Stored items:

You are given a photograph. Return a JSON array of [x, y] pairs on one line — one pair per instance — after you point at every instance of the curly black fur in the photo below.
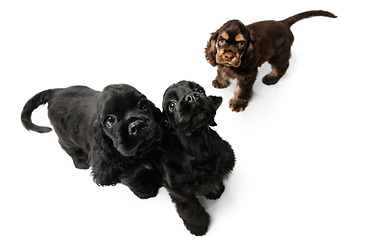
[[115, 131], [199, 159]]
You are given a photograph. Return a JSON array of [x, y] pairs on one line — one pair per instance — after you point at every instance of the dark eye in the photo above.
[[241, 44], [143, 105], [172, 106], [200, 91], [109, 121]]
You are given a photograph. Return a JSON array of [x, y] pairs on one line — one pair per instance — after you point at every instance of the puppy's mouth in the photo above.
[[228, 58], [139, 140], [194, 114]]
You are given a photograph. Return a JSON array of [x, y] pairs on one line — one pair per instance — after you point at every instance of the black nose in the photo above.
[[136, 127], [192, 97], [228, 56]]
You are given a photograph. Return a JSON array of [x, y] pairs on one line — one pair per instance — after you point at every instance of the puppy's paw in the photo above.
[[199, 225], [270, 80], [147, 193], [237, 104], [220, 84], [216, 195]]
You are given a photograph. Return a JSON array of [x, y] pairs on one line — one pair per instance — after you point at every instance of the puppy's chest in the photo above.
[[185, 170]]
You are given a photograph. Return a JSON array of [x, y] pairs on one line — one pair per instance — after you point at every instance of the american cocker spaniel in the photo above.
[[199, 159], [115, 131], [238, 50]]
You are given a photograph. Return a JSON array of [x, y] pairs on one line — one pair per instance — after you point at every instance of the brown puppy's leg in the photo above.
[[279, 65], [243, 94], [222, 79]]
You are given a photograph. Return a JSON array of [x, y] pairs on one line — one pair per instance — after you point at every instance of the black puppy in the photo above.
[[114, 131], [199, 159]]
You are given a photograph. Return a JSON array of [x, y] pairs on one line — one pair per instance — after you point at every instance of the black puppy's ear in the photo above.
[[216, 101], [105, 170], [210, 50], [157, 115]]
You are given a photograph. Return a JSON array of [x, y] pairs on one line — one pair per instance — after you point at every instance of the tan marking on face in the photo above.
[[239, 37], [225, 35], [274, 72]]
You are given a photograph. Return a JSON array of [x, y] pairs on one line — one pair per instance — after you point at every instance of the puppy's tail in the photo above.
[[33, 103], [291, 20]]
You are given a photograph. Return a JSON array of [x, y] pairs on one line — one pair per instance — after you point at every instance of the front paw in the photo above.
[[199, 224], [270, 80], [216, 195], [237, 104], [220, 84], [146, 193]]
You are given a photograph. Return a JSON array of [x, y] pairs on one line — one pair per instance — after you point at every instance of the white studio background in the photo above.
[[309, 150]]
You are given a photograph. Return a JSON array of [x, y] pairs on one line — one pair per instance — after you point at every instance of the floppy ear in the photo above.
[[252, 54], [105, 169], [216, 101], [210, 50]]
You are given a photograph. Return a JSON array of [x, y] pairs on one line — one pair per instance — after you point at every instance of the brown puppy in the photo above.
[[238, 50]]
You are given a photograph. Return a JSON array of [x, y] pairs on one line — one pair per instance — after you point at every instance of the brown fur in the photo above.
[[239, 57]]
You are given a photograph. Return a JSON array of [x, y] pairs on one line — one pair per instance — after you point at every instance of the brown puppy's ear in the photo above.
[[251, 56], [210, 50]]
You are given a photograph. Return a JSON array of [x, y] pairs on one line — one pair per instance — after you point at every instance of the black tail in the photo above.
[[291, 20], [33, 103]]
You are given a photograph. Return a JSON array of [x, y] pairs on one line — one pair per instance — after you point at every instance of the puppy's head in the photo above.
[[128, 119], [229, 44], [188, 108]]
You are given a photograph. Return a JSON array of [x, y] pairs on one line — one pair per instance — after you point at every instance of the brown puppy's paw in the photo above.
[[238, 105], [220, 84], [270, 80]]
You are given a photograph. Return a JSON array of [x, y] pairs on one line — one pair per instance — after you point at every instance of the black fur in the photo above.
[[199, 159], [115, 131]]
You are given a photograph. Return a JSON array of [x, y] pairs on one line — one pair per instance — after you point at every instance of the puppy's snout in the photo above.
[[228, 56], [136, 127], [192, 97]]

■ Goal
Please give the lines above as a Markdown table with two columns, No. and Entry, numbering each row and skipping any blank lines. Leave the pictures out of the table.

■ Written answer
| No. | Entry |
|---|---|
| 1 | You are given a photograph. Return a JSON array of [x, y] pairs on one line — one pair per instance — after you point at every instance of the curly black fur in the photo below. |
| 2 | [[115, 131], [199, 159]] |
| 3 | You are given a photograph. Return a JSON array of [x, y] pairs on one line — one pair per instance — after you point at every instance of the dark eye in the photo above. |
| 4 | [[241, 44], [143, 105], [172, 106], [200, 91], [109, 121]] |
| 5 | You are given a photograph. Return a JSON array of [x, y] pairs on one line — one pair per instance — after you point at every instance of the puppy's mouth in the photo above. |
| 6 | [[228, 58], [139, 140], [194, 114]] |
| 7 | You are given a photograph. Return a JSON array of [x, y] pairs on one line — one pair per instance — after you point at every instance of the black nose in the photo above. |
| 8 | [[136, 127], [192, 97], [228, 56]] |
| 9 | You are given a photograph. Return a JSON array of [x, y] pairs on one line — one pair per instance — after you point at every instance of the puppy's paw in the photo above. |
| 10 | [[199, 225], [270, 80], [147, 193], [237, 104], [220, 84], [216, 195]] |
| 11 | You are given a photograph. Return a JSON array of [x, y] pairs on one line — one pair per instance — after you point at every instance of the puppy's chest in the photo above. |
| 12 | [[185, 170]] |
| 13 | You are given a photograph. Return a JSON array of [x, y] pairs on one line — one pair per instance — after you point at every instance of the american cocker spaniel in the photo above. |
| 14 | [[199, 159], [115, 131], [238, 50]] |
| 15 | You are given a photograph. Return a JSON array of [x, y] pairs on one line — one pair per instance — after you point at every instance of the brown puppy's leg in the photo above. |
| 16 | [[279, 65], [243, 94], [222, 79]] |
| 17 | You are given a photograph. Return a JSON array of [x, y] pairs on one line — one pair per instance — after you point at every instance of the black puppy in the photo above. |
| 18 | [[114, 131], [199, 159]] |
| 19 | You are given a photograph. Return a JSON array of [x, y] pairs on one line — one pair per instance — after you point at every instance of the black puppy's ear in the photo above. |
| 20 | [[216, 101], [105, 170], [210, 50], [157, 115]] |
| 21 | You are given a photograph. Return a JSON array of [x, y] pairs on one line — one pair per instance — after you point at every instance of the tan marking on face in the photo above. |
| 22 | [[239, 37], [225, 35], [274, 72]] |
| 23 | You are given a photograph. Return a JSON array of [x, y] pairs on one line — one pair per instance — after you point at every instance of the puppy's tail in the photo above. |
| 24 | [[33, 103], [291, 20]] |
| 25 | You are given a photograph. Return a JSON array of [x, y] pairs on one line — one pair per instance — after you point at every instance of the front paw in the photo above. |
| 26 | [[199, 224], [270, 80], [216, 195], [237, 104], [220, 84], [146, 193]] |
| 27 | You are given a photograph. Return a JSON array of [x, y] pairs on one line — one pair per instance — after you point at every instance of the white studio background in the photo above. |
| 28 | [[309, 150]] |
| 29 | You are given a photograph. Return a JSON array of [x, y] pairs on one line — one pair per instance — after you point at every instance of the floppy ear in the photo above. |
| 30 | [[252, 54], [105, 169], [216, 101], [210, 50]] |
| 31 | You are given a photograph. Return a JSON array of [x, y] pairs on one line — one pair per instance — after you point at every instance of the brown puppy in the photo above. |
| 32 | [[238, 50]] |
| 33 | You are given a photograph. Return a JSON array of [x, y] pairs on one line — one pair per instance — after you point at every instance of the brown fur in the photo above. |
| 34 | [[239, 57]] |
| 35 | You are given a photograph. Return a JSON array of [x, y] pairs on one line — one pair per instance — after you point at every instance of the brown puppy's ear in the photo above. |
| 36 | [[251, 56], [210, 50]] |
| 37 | You are given a photograph. Return a JSON array of [x, y] pairs on one line — one pair per instance — after you point at every instance of the black tail in the photo above. |
| 38 | [[291, 20], [33, 103]] |
| 39 | You are given a photograph. Return a JSON array of [x, y] pairs on one line — one pair per instance — after you point at every instance of the puppy's head in the photo above. |
| 40 | [[128, 119], [229, 44], [188, 108]] |
| 41 | You are given a photograph. Return a JSON array of [x, y] pairs on one line — one pair per instance — after you point at every instance of the brown puppy's paw in the photo above. |
| 42 | [[238, 105], [220, 84], [270, 80]] |
| 43 | You are given a photograph. Return a JSON array of [x, y] pairs on one line — one pair per instance — after you point at every instance of the black fur in the photo above. |
| 44 | [[199, 159], [115, 131]] |
| 45 | You are given a photograph. Return a JSON array of [x, y] pairs on one line — one pair per instance — after you point at every instance of the puppy's snout in the photo above. |
| 46 | [[228, 56], [136, 127], [192, 97]] |